EXTRAIT DU DOCUMENT →
Rubrique opinion
Science et éthique dans le réchauffement climatique global
Conférence invitée de George Philander présentée à la "8th World Conference of the International Association of Refugee Law Judges" qui s'est tenu au Cap en Afrique du Sud, du 28 au 30 janvier 2009
Traduction et adaptation de Jacques Merle
Le monde scientifique et celui des hommes de loi (juristes et autres
politiques) sont profondément différents car les membres
du premier ont à faire à des problèmes simples
dont ils cherchent des solutions qui peuvent être
acceptées par tous, alors que les hommes de loi, sont
confrontés à des problèmes très difficiles,
comportant de multiples solutions et impliquant de nombreux facteurs se
rattachant au domaine de l’humain tels que l’âge, la
race, le sexe, la religion, les convictions philosophiques …
etc. On peut illustrer cette différence fondamentale, entre
l’approche scientifique et l’approche non-scientifique des
problèmes touchant à la question climatique, à
l’aide d’une image allégorique simple.
Supposons que l’on soit dans un canot, glissant doucement au fil
de l’eau sur une rivière calme par un bel
après-midi d’été, lorsque quelqu’un,
scrutant plus soigneusement la carte, annonce subitement que nous
approchons d’une chute. Pour éviter la catastrophe, il
faut apporter des réponses à deux questions :
-
A quelle distance sommes-nous de la chute ?

LIGNES DE DONNÉES →
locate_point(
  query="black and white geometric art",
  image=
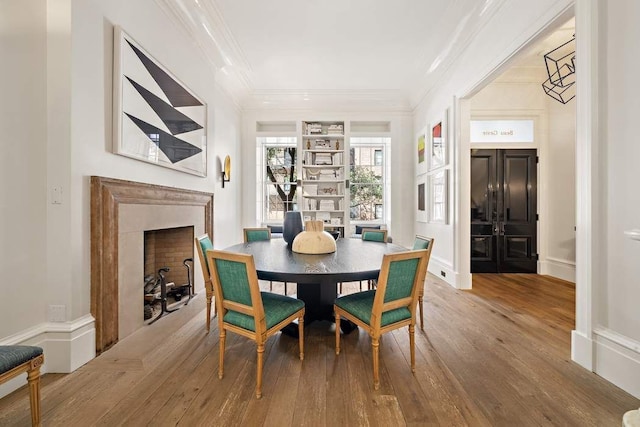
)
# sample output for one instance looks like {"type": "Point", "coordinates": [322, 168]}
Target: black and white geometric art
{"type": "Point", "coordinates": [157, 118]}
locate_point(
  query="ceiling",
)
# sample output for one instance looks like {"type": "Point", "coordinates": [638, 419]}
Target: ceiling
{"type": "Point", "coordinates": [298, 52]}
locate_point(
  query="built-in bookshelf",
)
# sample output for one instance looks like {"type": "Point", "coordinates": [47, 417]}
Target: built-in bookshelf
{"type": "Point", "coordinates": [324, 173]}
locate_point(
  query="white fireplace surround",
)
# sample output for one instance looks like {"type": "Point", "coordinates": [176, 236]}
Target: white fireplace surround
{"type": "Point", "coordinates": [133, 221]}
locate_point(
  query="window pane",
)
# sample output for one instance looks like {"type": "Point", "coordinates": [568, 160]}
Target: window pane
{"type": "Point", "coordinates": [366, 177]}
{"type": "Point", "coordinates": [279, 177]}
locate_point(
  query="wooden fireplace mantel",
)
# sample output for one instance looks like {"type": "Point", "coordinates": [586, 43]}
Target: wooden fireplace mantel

CONSIGNE ÉCRITE 1 →
Traduisez en anglais cette phrase de l'extrait du document : « On peut illustrer cette différence fondamentale, entre l’approche scientifique et l’approche non-scientifique des problèmes touchant à la question climatique, à l’aide d’une image allégorique simple. »
CONSIGNE ÉCRITE 2 →
D'après l'extrait du document, pourquoi le monde scientifique et celui des hommes de loi sont-ils profondément différents ? Répondez en une à trois phrases.
CONSIGNE ÉCRITE 3 →
Répondez aux questions suivantes à partir de l'extrait du document.
(a) Dans quelle ville la conférence a-t-elle été présentée ?
(b) Qui a assuré la traduction et l'adaptation ?
(c) Dans l'image du canot, qu'annonce subitement la personne qui scrute la carte ?
Les lignes de données n'ont ici aucun rôle.

RÉSULTAT 1 →
This fundamental difference between the scientific approach and the non-scientific approach to problems concerning the climate question can be illustrated with a simple allegorical image.

RÉSULTAT 2 →
Les scientifiques ont affaire à des problèmes simples, dont ils cherchent des solutions acceptables par tous. Les hommes de loi sont au contraire confrontés à des problèmes très difficiles. Ces problèmes comportent de multiples solutions et impliquent de nombreux facteurs humains, comme l’âge, la race, le sexe, la religion ou les convictions philosophiques.

RÉSULTAT 3 →
(a) Au Cap, en Afrique du Sud.
(b) Jacques Merle.
(c) Que l'on approche d'une chute.